**THE PROBLEM:**
Convert the material below into a JSON list of strings, one string per line, leaving out blank lines.

**Raw records:**
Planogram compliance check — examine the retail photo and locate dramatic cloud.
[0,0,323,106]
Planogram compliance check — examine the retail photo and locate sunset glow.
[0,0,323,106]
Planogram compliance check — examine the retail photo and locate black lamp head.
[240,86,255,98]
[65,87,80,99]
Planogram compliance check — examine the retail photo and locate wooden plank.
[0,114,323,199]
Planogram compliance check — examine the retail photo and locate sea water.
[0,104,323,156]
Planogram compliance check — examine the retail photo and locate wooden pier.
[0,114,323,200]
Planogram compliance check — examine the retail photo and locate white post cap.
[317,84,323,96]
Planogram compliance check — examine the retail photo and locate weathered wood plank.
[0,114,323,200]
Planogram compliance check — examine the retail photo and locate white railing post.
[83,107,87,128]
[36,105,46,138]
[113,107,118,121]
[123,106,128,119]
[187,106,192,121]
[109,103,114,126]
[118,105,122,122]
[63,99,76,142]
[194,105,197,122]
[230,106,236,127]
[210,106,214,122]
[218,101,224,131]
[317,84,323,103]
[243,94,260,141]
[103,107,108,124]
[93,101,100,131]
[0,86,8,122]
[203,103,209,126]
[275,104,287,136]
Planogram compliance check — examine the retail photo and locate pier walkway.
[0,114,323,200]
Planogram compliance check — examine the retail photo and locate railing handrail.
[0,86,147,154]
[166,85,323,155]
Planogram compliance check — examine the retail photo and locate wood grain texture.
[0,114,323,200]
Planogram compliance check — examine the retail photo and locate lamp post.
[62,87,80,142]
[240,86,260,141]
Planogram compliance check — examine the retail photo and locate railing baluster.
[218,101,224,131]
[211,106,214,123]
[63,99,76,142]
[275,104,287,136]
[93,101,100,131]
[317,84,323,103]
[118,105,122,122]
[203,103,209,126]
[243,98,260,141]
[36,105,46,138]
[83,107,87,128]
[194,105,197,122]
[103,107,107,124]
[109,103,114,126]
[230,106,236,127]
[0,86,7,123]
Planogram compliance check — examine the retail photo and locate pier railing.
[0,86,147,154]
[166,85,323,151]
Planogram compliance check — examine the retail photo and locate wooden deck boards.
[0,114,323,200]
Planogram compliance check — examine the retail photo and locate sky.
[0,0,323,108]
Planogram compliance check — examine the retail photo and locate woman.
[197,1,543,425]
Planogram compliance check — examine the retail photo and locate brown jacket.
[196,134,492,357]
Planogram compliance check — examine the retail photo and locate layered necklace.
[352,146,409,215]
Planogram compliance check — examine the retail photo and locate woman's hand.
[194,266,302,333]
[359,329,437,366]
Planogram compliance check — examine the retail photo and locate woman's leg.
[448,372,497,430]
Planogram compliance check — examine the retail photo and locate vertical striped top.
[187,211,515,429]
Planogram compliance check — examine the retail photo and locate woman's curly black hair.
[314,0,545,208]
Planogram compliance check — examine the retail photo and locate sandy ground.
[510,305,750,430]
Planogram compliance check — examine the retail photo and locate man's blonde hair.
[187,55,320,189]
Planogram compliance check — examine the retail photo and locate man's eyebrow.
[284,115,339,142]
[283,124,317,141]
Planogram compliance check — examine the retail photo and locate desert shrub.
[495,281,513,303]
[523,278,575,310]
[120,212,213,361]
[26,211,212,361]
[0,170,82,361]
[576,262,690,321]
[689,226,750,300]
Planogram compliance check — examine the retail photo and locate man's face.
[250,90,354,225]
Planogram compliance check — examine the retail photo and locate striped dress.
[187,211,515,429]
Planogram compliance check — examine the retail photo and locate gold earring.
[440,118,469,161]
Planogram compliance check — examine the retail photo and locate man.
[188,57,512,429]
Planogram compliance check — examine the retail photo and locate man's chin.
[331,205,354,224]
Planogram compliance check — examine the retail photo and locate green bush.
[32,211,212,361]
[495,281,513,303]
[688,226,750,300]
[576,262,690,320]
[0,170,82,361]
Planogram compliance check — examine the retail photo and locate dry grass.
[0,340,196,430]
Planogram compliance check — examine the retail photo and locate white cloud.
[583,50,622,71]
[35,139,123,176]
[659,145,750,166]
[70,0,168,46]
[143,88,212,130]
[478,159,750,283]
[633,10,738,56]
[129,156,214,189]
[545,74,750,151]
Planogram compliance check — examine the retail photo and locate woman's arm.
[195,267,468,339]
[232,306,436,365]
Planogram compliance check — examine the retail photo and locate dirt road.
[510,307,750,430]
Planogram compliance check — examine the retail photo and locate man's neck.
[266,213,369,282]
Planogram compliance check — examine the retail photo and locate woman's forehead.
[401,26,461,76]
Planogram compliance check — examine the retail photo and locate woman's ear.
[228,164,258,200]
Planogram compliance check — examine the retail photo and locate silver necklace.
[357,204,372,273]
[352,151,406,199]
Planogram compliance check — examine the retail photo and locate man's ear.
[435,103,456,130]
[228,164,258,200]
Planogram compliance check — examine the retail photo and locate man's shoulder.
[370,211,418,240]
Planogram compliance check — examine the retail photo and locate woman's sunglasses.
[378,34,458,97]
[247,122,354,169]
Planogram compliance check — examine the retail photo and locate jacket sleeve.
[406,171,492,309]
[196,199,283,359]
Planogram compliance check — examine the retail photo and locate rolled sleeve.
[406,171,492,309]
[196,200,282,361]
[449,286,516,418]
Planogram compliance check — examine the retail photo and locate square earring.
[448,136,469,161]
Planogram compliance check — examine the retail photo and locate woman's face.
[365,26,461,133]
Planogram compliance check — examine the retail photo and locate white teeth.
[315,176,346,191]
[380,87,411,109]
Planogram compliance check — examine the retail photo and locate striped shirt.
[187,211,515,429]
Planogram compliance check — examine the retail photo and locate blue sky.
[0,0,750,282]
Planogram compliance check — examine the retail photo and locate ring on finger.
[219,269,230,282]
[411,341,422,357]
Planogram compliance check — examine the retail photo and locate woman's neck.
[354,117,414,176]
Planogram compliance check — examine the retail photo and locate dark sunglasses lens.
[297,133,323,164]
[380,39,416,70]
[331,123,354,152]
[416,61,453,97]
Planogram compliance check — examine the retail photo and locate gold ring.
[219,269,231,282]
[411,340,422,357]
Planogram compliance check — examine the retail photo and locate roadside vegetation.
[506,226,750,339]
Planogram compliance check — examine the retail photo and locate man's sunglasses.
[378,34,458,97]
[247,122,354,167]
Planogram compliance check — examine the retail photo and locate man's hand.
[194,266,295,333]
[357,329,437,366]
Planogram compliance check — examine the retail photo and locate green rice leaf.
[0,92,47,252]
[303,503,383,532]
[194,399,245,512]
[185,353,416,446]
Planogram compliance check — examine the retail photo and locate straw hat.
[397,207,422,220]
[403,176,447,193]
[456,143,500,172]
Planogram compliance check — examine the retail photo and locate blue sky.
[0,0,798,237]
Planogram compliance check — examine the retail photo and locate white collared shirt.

**ANSWER IN FULL:**
[
  "Planogram compliance check — examine the retail photo and locate dramatic cloud.",
  "[0,0,323,106]",
  "Planogram compliance check — examine the retail photo and locate sunset glow.",
  "[0,0,323,106]",
  "Planogram compliance check — examine the retail photo and locate black lamp head.",
  "[240,86,255,98]",
  "[65,87,80,99]",
  "Planogram compliance check — examine the retail photo and locate wooden plank.",
  "[0,114,323,199]",
  "Planogram compliance check — examine the retail photo and locate sea water.",
  "[0,104,323,156]",
  "Planogram compliance check — examine the retail photo and locate wooden pier.",
  "[0,114,323,200]",
  "Planogram compliance check — examine the retail photo and locate white post cap.",
  "[317,84,323,96]",
  "Planogram compliance check — examine the retail photo and locate weathered wood plank.",
  "[0,114,323,200]",
  "Planogram compliance check — examine the retail photo and locate white railing post.",
  "[83,107,87,128]",
  "[36,105,46,138]",
  "[113,107,118,121]",
  "[123,106,128,119]",
  "[187,106,192,121]",
  "[109,103,114,126]",
  "[118,105,122,122]",
  "[63,99,76,142]",
  "[194,105,197,122]",
  "[230,106,236,127]",
  "[210,106,214,122]",
  "[218,101,224,131]",
  "[317,84,323,103]",
  "[243,94,260,141]",
  "[103,107,108,124]",
  "[93,101,100,131]",
  "[0,86,8,122]",
  "[203,103,209,126]",
  "[275,104,287,136]",
  "Planogram compliance check — examine the retail photo and locate pier walkway.",
  "[0,114,323,200]",
  "Planogram compliance check — examine the retail photo and locate railing handrail.",
  "[0,86,147,154]",
  "[166,85,323,155]",
  "Planogram compliance check — examine the retail photo and locate wood grain texture.",
  "[0,114,323,200]",
  "Planogram compliance check — examine the retail photo and locate lamp post.",
  "[62,87,80,142]",
  "[240,86,260,141]",
  "Planogram compliance check — examine the retail photo and locate railing baluster.",
  "[218,101,224,131]",
  "[211,106,214,123]",
  "[63,99,76,142]",
  "[275,104,287,136]",
  "[93,101,100,131]",
  "[317,84,323,103]",
  "[118,105,122,122]",
  "[203,103,209,126]",
  "[243,98,260,141]",
  "[36,105,46,138]",
  "[83,107,87,128]",
  "[194,105,197,122]",
  "[103,107,107,124]",
  "[109,103,114,126]",
  "[230,106,236,127]",
  "[0,86,7,123]",
  "Planogram compliance check — examine the retail photo and locate pier railing.",
  "[0,86,147,154]",
  "[166,85,323,151]",
  "Planogram compliance check — examine the retail photo and locate wooden deck boards.",
  "[0,114,323,200]",
  "Planogram compliance check — examine the retail photo and locate sky.",
  "[0,0,323,108]",
  "Planogram compliance check — examine the retail photo and locate woman.",
  "[197,1,543,425]",
  "Planogram compliance check — examine the retail photo and locate brown jacket.",
  "[196,134,492,357]",
  "Planogram compliance check — examine the retail photo and locate layered necklace.",
  "[352,146,409,215]",
  "Planogram compliance check — examine the retail photo and locate woman's hand.",
  "[194,266,302,333]",
  "[359,329,437,366]",
  "Planogram compliance check — examine the retail photo and locate woman's leg.",
  "[448,372,497,430]",
  "Planogram compliance check — examine the retail photo and locate vertical striped top.",
  "[187,211,515,429]",
  "Planogram compliance check — examine the retail photo and locate woman's curly black hair.",
  "[314,0,545,208]",
  "Planogram compliance check — examine the retail photo and locate sandy ground.",
  "[510,305,750,430]",
  "Planogram compliance check — examine the retail photo and locate man's blonde hair.",
  "[187,55,320,189]",
  "Planogram compliance check — examine the retail photo and locate man's eyebrow.",
  "[284,115,339,142]",
  "[283,124,317,141]",
  "Planogram compliance check — examine the retail photo and locate desert shrub.",
  "[495,281,513,303]",
  "[523,278,575,310]",
  "[120,212,213,361]",
  "[26,211,212,361]",
  "[0,170,82,361]",
  "[576,262,690,321]",
  "[689,226,750,300]",
  "Planogram compliance check — examine the retail photo and locate man's face.",
  "[250,90,354,225]",
  "Planogram compliance check — examine the retail photo and locate striped dress.",
  "[187,211,515,429]",
  "Planogram compliance check — examine the retail photo and locate gold earring.",
  "[440,118,469,161]",
  "Planogram compliance check — examine the retail photo and locate man.",
  "[188,57,512,429]",
  "Planogram compliance check — examine the retail photo and locate man's chin.",
  "[331,205,354,224]",
  "Planogram compliance check — examine the retail photo and locate green bush.",
  "[32,211,212,361]",
  "[495,281,513,303]",
  "[688,226,750,300]",
  "[576,262,690,320]",
  "[0,170,82,361]",
  "Planogram compliance check — examine the retail photo and locate dry grass.",
  "[0,340,196,430]",
  "Planogram compliance check — examine the retail photo and locate white cloud.",
  "[583,50,622,71]",
  "[35,139,123,176]",
  "[659,145,750,166]",
  "[70,0,168,46]",
  "[143,88,212,130]",
  "[478,159,750,283]",
  "[633,10,738,56]",
  "[129,156,214,189]",
  "[545,74,750,151]",
  "Planogram compliance check — examine the retail photo and locate woman's arm.",
  "[195,267,468,339]",
  "[232,306,436,365]",
  "Planogram compliance check — examine the retail photo and locate dirt road.",
  "[510,307,750,430]",
  "Planogram compliance check — examine the retail photo and locate man's neck.",
  "[266,213,369,282]",
  "Planogram compliance check — examine the retail photo and locate woman's forehead.",
  "[401,26,461,76]",
  "Planogram compliance check — examine the retail photo and locate woman's ear.",
  "[228,164,258,200]",
  "Planogram compliance check — examine the retail photo and locate silver necklace.",
  "[357,204,372,273]",
  "[352,151,406,199]",
  "Planogram compliance check — examine the retail photo and locate man's ear.",
  "[435,103,456,130]",
  "[228,164,258,200]",
  "Planogram compliance check — examine the retail photo and locate man's shoulder.",
  "[370,211,418,240]",
  "Planogram compliance check — examine the retail photo and locate woman's sunglasses.",
  "[378,34,458,97]",
  "[247,122,354,169]",
  "Planogram compliance check — examine the retail photo and locate jacket sleeve.",
  "[406,171,492,309]",
  "[196,199,283,359]",
  "Planogram compliance check — examine the retail photo and locate rolled sleeve.",
  "[406,171,492,309]",
  "[196,200,282,361]",
  "[449,286,516,418]",
  "Planogram compliance check — examine the retail photo and locate square earring.",
  "[448,136,469,161]",
  "Planogram compliance check — examine the retail photo and locate woman's face.",
  "[365,26,461,133]",
  "Planogram compliance check — examine the retail photo and locate white teeth.",
  "[315,176,346,191]",
  "[380,87,411,109]",
  "Planogram compliance check — examine the retail photo and locate striped shirt.",
  "[187,211,515,429]",
  "Planogram compliance check — examine the retail photo and locate blue sky.",
  "[0,0,750,282]",
  "Planogram compliance check — examine the retail photo and locate ring on finger.",
  "[219,269,230,282]",
  "[411,341,422,357]",
  "Planogram compliance check — examine the retail photo and locate woman's neck.",
  "[354,117,414,176]",
  "Planogram compliance check — examine the retail photo and locate dark sunglasses lens.",
  "[297,133,323,164]",
  "[380,39,416,70]",
  "[331,123,354,152]",
  "[416,61,453,97]",
  "Planogram compliance check — examine the retail photo and locate gold ring.",
  "[219,269,231,282]",
  "[411,340,422,357]",
  "Planogram compliance check — examine the retail photo and locate roadside vegetation.",
  "[506,226,750,339]",
  "Planogram compliance check — examine the retail photo and locate man's sunglasses.",
  "[378,34,458,97]",
  "[247,122,354,167]",
  "Planogram compliance check — examine the retail photo and locate man's hand.",
  "[194,266,295,333]",
  "[357,329,437,366]",
  "Planogram compliance check — examine the retail photo and locate green rice leaf.",
  "[0,92,47,252]",
  "[303,503,383,532]",
  "[194,399,245,512]",
  "[185,353,416,446]",
  "Planogram compliance check — examine the retail photo and locate straw hat.",
  "[397,207,422,220]",
  "[403,176,447,193]",
  "[456,143,500,172]",
  "Planogram compliance check — examine the retail photo and locate blue sky.",
  "[0,0,798,237]",
  "Planogram compliance check — examine the retail photo and locate white collared shirt."
]